Exercise data below:

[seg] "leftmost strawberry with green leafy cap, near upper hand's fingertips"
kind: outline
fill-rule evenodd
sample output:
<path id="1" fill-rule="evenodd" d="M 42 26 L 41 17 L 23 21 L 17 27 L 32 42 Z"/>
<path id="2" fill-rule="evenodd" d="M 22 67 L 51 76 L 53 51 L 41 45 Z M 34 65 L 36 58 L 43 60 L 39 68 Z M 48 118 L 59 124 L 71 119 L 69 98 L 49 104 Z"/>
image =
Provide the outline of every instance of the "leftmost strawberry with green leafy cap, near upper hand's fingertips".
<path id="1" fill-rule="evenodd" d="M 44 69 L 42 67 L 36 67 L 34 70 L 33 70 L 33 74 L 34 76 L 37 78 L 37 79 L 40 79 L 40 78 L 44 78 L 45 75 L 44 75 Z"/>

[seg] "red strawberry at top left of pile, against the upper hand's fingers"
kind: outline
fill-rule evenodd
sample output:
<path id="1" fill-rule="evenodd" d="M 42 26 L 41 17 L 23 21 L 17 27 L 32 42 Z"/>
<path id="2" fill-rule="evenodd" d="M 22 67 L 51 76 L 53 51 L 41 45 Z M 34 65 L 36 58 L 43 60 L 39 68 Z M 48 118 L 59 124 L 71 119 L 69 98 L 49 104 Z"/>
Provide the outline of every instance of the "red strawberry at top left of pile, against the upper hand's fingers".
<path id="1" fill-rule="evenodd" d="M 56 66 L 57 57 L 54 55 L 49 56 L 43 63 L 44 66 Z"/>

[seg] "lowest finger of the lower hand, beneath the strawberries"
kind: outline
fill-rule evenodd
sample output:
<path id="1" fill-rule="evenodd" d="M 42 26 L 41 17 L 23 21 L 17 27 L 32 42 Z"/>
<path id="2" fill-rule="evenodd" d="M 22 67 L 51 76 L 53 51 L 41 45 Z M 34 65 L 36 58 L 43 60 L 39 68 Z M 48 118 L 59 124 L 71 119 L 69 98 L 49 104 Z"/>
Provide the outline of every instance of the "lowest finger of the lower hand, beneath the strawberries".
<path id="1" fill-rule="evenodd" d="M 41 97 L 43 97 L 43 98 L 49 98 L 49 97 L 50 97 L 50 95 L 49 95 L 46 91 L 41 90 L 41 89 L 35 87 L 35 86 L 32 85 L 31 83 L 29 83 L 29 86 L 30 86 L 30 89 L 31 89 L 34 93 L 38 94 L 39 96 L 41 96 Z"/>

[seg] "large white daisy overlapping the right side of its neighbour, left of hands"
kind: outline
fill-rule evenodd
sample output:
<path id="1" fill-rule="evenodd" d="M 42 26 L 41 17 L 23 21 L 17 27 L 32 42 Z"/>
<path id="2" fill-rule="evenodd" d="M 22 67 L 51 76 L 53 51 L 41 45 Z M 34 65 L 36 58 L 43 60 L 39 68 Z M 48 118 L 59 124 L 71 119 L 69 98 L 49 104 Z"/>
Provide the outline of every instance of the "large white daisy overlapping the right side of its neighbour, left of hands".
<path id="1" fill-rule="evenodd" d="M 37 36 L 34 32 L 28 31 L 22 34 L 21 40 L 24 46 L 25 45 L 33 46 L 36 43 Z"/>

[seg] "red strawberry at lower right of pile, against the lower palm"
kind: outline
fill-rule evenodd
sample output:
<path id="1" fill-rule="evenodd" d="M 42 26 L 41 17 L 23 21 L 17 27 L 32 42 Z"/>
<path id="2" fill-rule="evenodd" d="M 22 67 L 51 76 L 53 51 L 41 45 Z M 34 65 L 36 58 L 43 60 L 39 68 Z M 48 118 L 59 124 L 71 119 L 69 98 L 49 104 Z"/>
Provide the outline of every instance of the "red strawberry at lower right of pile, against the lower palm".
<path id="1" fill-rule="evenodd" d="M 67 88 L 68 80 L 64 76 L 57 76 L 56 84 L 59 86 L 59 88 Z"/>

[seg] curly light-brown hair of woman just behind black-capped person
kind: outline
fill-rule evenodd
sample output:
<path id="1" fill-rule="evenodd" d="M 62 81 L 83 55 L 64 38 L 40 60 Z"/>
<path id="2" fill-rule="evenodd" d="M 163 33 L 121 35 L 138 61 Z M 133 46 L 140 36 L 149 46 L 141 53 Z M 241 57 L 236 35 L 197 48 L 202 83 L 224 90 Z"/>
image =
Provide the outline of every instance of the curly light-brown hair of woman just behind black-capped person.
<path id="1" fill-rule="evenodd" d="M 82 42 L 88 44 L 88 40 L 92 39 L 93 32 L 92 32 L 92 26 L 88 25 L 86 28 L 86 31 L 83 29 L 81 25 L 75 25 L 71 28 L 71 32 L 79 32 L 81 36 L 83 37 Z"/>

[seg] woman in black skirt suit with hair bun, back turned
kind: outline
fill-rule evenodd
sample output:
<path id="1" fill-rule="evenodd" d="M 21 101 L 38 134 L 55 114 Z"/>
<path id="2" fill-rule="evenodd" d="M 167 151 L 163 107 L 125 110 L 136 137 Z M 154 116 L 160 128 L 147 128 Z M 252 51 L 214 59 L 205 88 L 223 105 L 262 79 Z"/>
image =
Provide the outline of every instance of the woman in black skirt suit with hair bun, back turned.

End of Exercise data.

- [Try it]:
Only lines that include "back" belong in the answer; return them from the entries above.

- [Exercise answer]:
[seg] woman in black skirt suit with hair bun, back turned
Provide the outline of every instance of the woman in black skirt suit with hair bun, back turned.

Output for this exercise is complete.